### REQUIREMENTS
Lay out every line of the records below as a numbered list, skipping any blank lines, and leave the pictures out of your answer.

### DATA SUPPLIED
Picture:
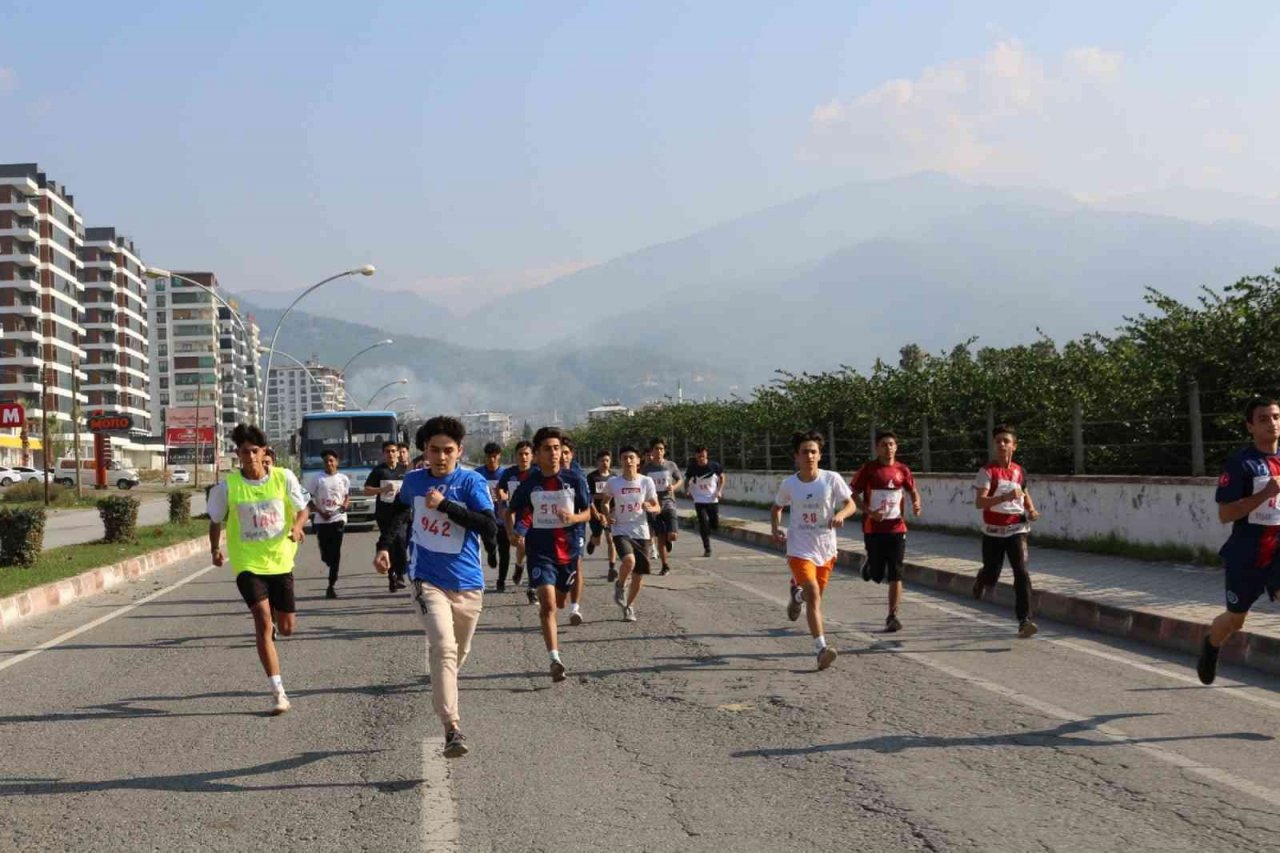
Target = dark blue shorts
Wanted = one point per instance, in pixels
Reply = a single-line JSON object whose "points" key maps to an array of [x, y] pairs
{"points": [[1246, 584], [544, 571]]}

### SOLUTION
1. Picture:
2. Target = dark blue shorts
3. Wanted = one point per instance, in pixels
4. Reply = a single-line JSON object whose "points" key maps to an array of [x, y] pairs
5. {"points": [[1246, 584], [544, 571]]}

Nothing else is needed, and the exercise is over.